--- 原文 ---
Q.新しいNISA制度は現行のNISA制度とどのような点が異なるのですか。また、新しいNISA制度が始まると、既に現行のNISA制度(一般・つみたて・ジュニアNISA)で保有している商品は、どうなるのでしょうか。

A.令和5年度の税制改正に伴い、現在の「一般NISA」と「つみたてNISA」が令和5年12月31日で終了となります。令和6年からは、新たなNISA制度が導入され、「成長投資枠」と「つみたて投資枠」の二つに分かれます。成長投資枠の年間投資上限額は240万円、つみたて投資枠の年間投資上限額は120万円と定められています。また、これらの新制度は併用が可能で、年間の投資上限額が360万円までとなります。これら二つの制度では、非課税保有期間に制限がなくなり、非課税保有限度額は1億円に設定されました。なお、現行の一般NISAやつみたてNISAで保有している商品は、新しいNISA制度に移管できず、別枠で管理され、非課税措置が適用されます。ジュニアNISAで保有している商品は、非課税期間終了後は継続管理勘定へ自動的に移管され、18歳になるまで非課税で保有することが可能です。

ジュニアNISA制度の概要

Q.ジュニアNISA制度とは、どのような制度ですか。
---
課題の目的 1 → NISAについての原文にある次の一文を英語に訳してください:「成長投資枠の年間投資上限額は240万円、つみたて投資枠の年間投資上限額は120万円と定められています。」
課題の目的 2 → NISAについての原文を、最後の文の後から書き継いでください。
資料は原文とは関係がありません。
--- 抜粋データ ---
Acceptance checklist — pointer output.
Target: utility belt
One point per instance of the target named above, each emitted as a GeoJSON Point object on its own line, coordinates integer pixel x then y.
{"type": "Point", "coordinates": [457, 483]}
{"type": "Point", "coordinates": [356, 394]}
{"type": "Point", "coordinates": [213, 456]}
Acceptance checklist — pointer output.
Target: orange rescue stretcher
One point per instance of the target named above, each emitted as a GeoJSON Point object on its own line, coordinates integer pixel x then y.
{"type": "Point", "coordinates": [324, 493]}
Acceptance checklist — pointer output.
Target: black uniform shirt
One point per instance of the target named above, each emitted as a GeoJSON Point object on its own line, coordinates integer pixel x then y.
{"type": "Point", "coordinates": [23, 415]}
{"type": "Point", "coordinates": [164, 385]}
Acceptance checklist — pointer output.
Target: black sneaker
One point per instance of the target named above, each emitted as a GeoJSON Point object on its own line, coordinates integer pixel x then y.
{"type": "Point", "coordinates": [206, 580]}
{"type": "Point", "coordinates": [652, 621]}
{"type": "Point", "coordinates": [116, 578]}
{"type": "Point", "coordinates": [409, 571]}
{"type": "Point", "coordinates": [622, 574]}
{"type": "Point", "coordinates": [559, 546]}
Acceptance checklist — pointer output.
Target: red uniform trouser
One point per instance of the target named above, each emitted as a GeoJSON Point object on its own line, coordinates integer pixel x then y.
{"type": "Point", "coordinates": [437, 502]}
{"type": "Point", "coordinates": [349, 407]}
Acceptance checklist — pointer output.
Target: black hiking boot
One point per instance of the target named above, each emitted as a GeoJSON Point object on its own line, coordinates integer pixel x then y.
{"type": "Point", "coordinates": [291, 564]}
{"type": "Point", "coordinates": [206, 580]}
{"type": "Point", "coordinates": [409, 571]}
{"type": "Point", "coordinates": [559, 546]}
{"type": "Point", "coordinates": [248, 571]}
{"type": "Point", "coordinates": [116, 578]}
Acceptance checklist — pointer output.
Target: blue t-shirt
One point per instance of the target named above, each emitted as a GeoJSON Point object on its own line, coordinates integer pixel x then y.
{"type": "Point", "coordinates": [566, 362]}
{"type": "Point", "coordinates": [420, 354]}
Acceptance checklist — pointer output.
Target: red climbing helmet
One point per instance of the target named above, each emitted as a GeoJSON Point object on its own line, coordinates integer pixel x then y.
---
作業結果 1 → The annual investment limit is set at 2.4 million yen for the growth investment quota and 1.2 million yen for the tsumitate investment quota.

作業結果 2 →
A.ジュニアNISA制度、正式には「未成年者少額投資非課税制度」と呼ばれるもので、2016年1月からスタートした制度です。この制度は、未成年者が投資を行う際に得られる配当金や譲渡益などを非課税にするものです。それぞれの未成年者は一人一口座のみ開設が可能で、年間の新規投資額の上限は80万円です。この非課税の恩恵を受けることができる期間は最長で5年間と定められていますが、投資を行えるのは2016年から2023年までです。口座の管理は、開設者である未成年者の二親等以内の親族(例えば両親や祖父母)が担います。18歳になるまでは原則として資金の引き出しが制限されていますが、例外的に災害などやむを得ない事由がある場合には非課税での引き出しが可能です。また、令和5年以降は新規に購入することはできませんが、令和6年以降でも、18歳になるまでの間は引き続き非課税で保有できます。そして、その期間が終わっても、新たな非課税投資枠に資産を移管することで、継続して非課税の状態で保有することが可能になります。令和6年以降には、年齢にかかわらず、災害等特別な事由がなくても全額を非課税で引き出すことができます。

つみたてNISA制度の概要

Q.つみたてNISA制度とは、どのような制度ですか。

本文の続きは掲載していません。